_Requirement_.
You are asked to filter the data below and copy every line holding "protest".

_Information given_.
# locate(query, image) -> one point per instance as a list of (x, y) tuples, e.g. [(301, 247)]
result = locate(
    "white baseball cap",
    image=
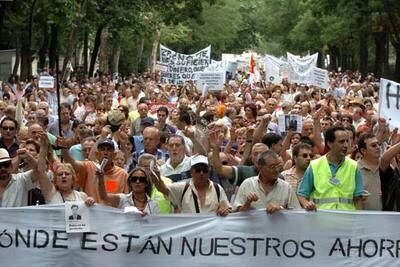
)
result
[(197, 159)]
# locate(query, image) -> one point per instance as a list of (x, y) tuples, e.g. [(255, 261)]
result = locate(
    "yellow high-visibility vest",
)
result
[(334, 192)]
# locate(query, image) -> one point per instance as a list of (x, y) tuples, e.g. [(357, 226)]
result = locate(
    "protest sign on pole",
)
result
[(285, 238), (182, 67), (320, 78), (274, 68), (389, 102), (301, 68), (46, 82), (210, 81)]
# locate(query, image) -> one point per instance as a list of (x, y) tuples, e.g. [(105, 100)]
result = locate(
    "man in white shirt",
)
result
[(177, 167), (266, 190), (14, 187), (197, 195)]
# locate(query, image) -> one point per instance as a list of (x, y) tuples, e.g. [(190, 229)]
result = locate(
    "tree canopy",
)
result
[(124, 35)]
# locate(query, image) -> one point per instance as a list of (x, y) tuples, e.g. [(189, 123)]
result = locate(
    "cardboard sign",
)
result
[(389, 102), (46, 82), (210, 81), (182, 67), (76, 217)]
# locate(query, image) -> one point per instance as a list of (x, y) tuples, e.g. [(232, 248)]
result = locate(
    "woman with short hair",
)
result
[(140, 185)]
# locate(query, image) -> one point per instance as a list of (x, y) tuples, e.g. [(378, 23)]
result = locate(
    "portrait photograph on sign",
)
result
[(77, 217), (290, 123)]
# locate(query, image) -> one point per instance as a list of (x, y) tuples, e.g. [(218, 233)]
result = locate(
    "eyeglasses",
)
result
[(199, 169), (61, 174), (306, 155), (141, 179), (5, 128), (5, 164), (275, 166)]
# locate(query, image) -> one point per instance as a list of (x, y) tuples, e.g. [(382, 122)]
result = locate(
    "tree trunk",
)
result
[(397, 67), (97, 42), (333, 58), (85, 51), (25, 60), (103, 53), (53, 48), (115, 54), (69, 52), (140, 53), (17, 55), (72, 40), (26, 55), (363, 38), (380, 43), (386, 66), (43, 49), (154, 50)]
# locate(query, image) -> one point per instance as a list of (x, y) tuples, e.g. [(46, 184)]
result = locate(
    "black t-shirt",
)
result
[(390, 187)]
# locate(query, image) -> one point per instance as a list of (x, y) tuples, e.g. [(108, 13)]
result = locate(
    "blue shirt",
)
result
[(307, 184), (160, 154)]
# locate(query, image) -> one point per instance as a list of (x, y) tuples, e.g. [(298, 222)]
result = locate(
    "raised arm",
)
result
[(63, 143), (46, 186), (261, 128), (317, 131), (197, 146), (222, 170), (389, 154), (248, 146), (159, 183), (110, 199)]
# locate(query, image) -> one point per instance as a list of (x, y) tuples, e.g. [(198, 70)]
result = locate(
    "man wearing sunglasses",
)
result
[(8, 139), (115, 178), (369, 147), (199, 194), (302, 155), (14, 187), (266, 190)]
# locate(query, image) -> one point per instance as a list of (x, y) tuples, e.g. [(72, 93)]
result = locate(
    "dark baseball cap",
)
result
[(107, 142)]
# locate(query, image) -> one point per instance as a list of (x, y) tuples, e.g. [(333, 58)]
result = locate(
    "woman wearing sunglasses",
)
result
[(61, 189), (140, 186)]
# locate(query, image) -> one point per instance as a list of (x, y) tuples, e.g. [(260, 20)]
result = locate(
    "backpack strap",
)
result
[(217, 190), (184, 191), (195, 200)]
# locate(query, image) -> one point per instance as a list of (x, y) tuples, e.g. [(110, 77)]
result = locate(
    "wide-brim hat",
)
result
[(4, 155)]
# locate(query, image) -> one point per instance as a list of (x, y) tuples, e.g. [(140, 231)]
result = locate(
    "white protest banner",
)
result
[(161, 67), (46, 82), (320, 78), (210, 81), (274, 68), (36, 236), (181, 67), (230, 68), (301, 68), (389, 102)]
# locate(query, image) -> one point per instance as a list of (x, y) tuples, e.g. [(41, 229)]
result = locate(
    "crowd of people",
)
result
[(161, 148)]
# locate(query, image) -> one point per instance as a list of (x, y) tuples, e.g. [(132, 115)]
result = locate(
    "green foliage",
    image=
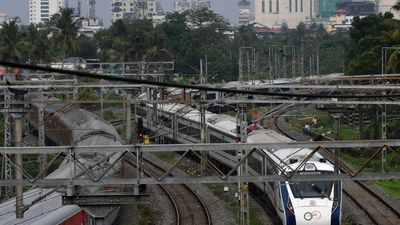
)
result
[(368, 36), (391, 186)]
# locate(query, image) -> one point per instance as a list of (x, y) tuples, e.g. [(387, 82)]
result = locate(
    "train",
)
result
[(70, 126), (296, 203)]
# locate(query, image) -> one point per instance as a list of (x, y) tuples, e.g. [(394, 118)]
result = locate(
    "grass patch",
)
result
[(392, 187)]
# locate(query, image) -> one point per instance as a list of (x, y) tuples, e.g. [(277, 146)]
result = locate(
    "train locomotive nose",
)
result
[(313, 216)]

_Result of the task_.
    "protest sign on pole",
    "white protest banner",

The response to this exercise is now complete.